## Your goal
Omit the pictures from the entries below and retype everything else exactly.
+===+
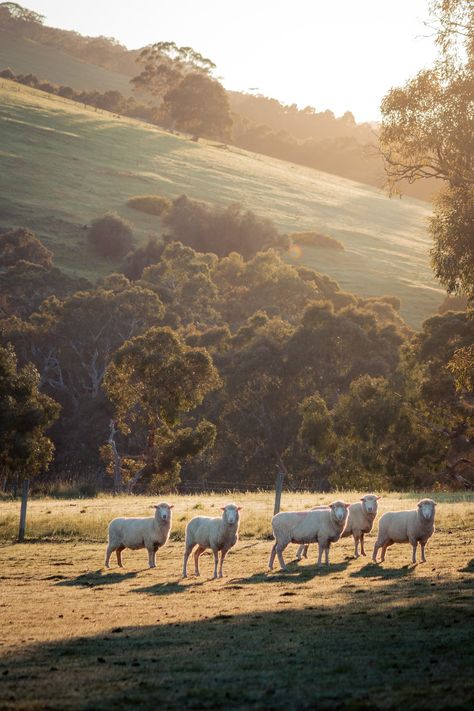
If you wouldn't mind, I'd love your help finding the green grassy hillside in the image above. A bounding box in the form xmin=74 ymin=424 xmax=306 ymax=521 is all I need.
xmin=0 ymin=29 xmax=132 ymax=94
xmin=0 ymin=80 xmax=442 ymax=326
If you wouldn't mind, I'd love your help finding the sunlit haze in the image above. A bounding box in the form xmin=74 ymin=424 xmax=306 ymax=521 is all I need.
xmin=22 ymin=0 xmax=437 ymax=122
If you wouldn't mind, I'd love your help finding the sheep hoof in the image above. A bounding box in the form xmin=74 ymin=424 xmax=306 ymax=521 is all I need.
xmin=149 ymin=564 xmax=156 ymax=569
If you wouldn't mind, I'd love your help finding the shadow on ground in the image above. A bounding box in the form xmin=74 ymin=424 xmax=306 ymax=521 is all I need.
xmin=0 ymin=581 xmax=473 ymax=711
xmin=460 ymin=558 xmax=474 ymax=573
xmin=55 ymin=569 xmax=139 ymax=588
xmin=349 ymin=563 xmax=416 ymax=579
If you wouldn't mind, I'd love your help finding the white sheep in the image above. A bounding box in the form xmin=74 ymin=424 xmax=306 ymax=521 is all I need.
xmin=182 ymin=504 xmax=242 ymax=579
xmin=296 ymin=494 xmax=381 ymax=560
xmin=105 ymin=502 xmax=173 ymax=569
xmin=269 ymin=500 xmax=350 ymax=571
xmin=372 ymin=498 xmax=436 ymax=564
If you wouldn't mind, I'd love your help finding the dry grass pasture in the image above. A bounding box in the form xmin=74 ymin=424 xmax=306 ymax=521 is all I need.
xmin=0 ymin=492 xmax=473 ymax=710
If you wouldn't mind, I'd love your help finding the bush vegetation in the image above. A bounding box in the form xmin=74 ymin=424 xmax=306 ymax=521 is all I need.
xmin=162 ymin=195 xmax=289 ymax=259
xmin=127 ymin=195 xmax=171 ymax=216
xmin=289 ymin=231 xmax=345 ymax=250
xmin=0 ymin=226 xmax=53 ymax=267
xmin=87 ymin=212 xmax=133 ymax=258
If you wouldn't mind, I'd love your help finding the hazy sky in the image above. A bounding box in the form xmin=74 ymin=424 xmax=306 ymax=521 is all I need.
xmin=23 ymin=0 xmax=438 ymax=122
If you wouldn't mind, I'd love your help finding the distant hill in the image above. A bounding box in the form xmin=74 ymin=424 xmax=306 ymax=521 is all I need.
xmin=0 ymin=29 xmax=133 ymax=94
xmin=0 ymin=80 xmax=442 ymax=327
xmin=0 ymin=13 xmax=436 ymax=201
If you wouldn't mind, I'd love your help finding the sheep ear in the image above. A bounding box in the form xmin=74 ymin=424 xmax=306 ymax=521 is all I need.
xmin=376 ymin=496 xmax=382 ymax=500
xmin=220 ymin=506 xmax=226 ymax=511
xmin=237 ymin=506 xmax=243 ymax=511
xmin=345 ymin=503 xmax=351 ymax=508
xmin=168 ymin=504 xmax=174 ymax=509
xmin=360 ymin=497 xmax=365 ymax=502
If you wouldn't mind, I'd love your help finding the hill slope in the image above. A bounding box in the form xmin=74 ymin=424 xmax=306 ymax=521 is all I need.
xmin=0 ymin=80 xmax=442 ymax=327
xmin=0 ymin=29 xmax=133 ymax=94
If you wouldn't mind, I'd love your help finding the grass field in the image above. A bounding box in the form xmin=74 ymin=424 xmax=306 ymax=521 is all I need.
xmin=0 ymin=30 xmax=133 ymax=96
xmin=0 ymin=80 xmax=442 ymax=326
xmin=0 ymin=492 xmax=473 ymax=709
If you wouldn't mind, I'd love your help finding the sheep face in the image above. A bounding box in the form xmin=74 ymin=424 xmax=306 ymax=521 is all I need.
xmin=221 ymin=504 xmax=242 ymax=525
xmin=330 ymin=500 xmax=350 ymax=523
xmin=361 ymin=494 xmax=381 ymax=516
xmin=154 ymin=503 xmax=174 ymax=523
xmin=417 ymin=499 xmax=436 ymax=521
+===+
## Exercise result
If you wouldn't mind, I'd love your help finding the green grassy hillside in the image above. A bounding box in the form xmin=74 ymin=424 xmax=306 ymax=521 is all I need.
xmin=0 ymin=29 xmax=132 ymax=94
xmin=0 ymin=80 xmax=442 ymax=326
If you wouldn't mind, I'd love your help finding the sunlit haze in the image above. A bounding box in the form xmin=74 ymin=424 xmax=306 ymax=521 is all I need.
xmin=22 ymin=0 xmax=437 ymax=122
If you wouldn't mind, I'd love your help finding the sheep hoof in the image above. A bounding box in the form xmin=74 ymin=424 xmax=306 ymax=521 is all I need.
xmin=149 ymin=564 xmax=156 ymax=569
If you wouldn't mind, I'd love your help finding the shadow on ground in the image above. A bounding box in the form xmin=74 ymin=424 xmax=306 ymax=521 is all I need.
xmin=0 ymin=581 xmax=473 ymax=711
xmin=460 ymin=558 xmax=474 ymax=573
xmin=55 ymin=569 xmax=139 ymax=588
xmin=349 ymin=563 xmax=416 ymax=579
If you wouldn't mind, I'd love your help finding the white sheep in the image above. A bounding box in the form xmin=74 ymin=424 xmax=306 ymax=521 is all I need.
xmin=182 ymin=504 xmax=242 ymax=579
xmin=296 ymin=494 xmax=381 ymax=560
xmin=105 ymin=502 xmax=173 ymax=569
xmin=269 ymin=500 xmax=350 ymax=571
xmin=372 ymin=498 xmax=436 ymax=564
If you wouldn't mind, I'd love your help finding the dry grass pasture in the image above. A bounding box in the form xmin=74 ymin=424 xmax=306 ymax=521 is all I need.
xmin=0 ymin=492 xmax=473 ymax=710
If you wouldn't mind, I'd love your help finding the bush vegetation in the image above. A bounding box in the form xmin=74 ymin=424 xmax=306 ymax=521 is all I need.
xmin=162 ymin=195 xmax=289 ymax=259
xmin=127 ymin=195 xmax=171 ymax=216
xmin=289 ymin=231 xmax=345 ymax=250
xmin=0 ymin=226 xmax=53 ymax=267
xmin=87 ymin=212 xmax=133 ymax=258
If you wouldn't mind, I'd love your help finding the hazy sky in the image above. A bounding box in the form xmin=74 ymin=424 xmax=306 ymax=521 is all I need.
xmin=23 ymin=0 xmax=438 ymax=122
If you wouldn't mind, I'd love your help finding the distant hill in the image above. A bounding box in the form xmin=74 ymin=424 xmax=306 ymax=521 is all I need.
xmin=0 ymin=29 xmax=133 ymax=94
xmin=0 ymin=80 xmax=442 ymax=327
xmin=0 ymin=13 xmax=436 ymax=201
If you wouldn't mind, I'd love your help finding the sheep ear in the image above. A bounding box in the form xmin=74 ymin=424 xmax=306 ymax=521 is all I need.
xmin=376 ymin=496 xmax=382 ymax=500
xmin=220 ymin=506 xmax=226 ymax=511
xmin=237 ymin=506 xmax=243 ymax=511
xmin=345 ymin=503 xmax=351 ymax=508
xmin=168 ymin=504 xmax=174 ymax=509
xmin=360 ymin=497 xmax=365 ymax=502
If you wouldn't mind, I'd love your help finding the hill slope in the image above. A bounding box in the form xmin=74 ymin=424 xmax=306 ymax=521 is all I need.
xmin=0 ymin=80 xmax=442 ymax=327
xmin=0 ymin=29 xmax=133 ymax=94
If you wouldn't mind, I'd love your help finding the grass field in the image above. A bounding box in the form xmin=74 ymin=424 xmax=306 ymax=521 is all I need.
xmin=0 ymin=30 xmax=133 ymax=96
xmin=0 ymin=80 xmax=442 ymax=326
xmin=0 ymin=492 xmax=473 ymax=709
If you wouldn't mind, I'd love your help finding the sheep face in the image above. A bounding box in the form xmin=74 ymin=424 xmax=306 ymax=521 is all I need.
xmin=221 ymin=504 xmax=242 ymax=525
xmin=330 ymin=500 xmax=350 ymax=523
xmin=361 ymin=494 xmax=381 ymax=516
xmin=154 ymin=503 xmax=174 ymax=523
xmin=417 ymin=499 xmax=436 ymax=521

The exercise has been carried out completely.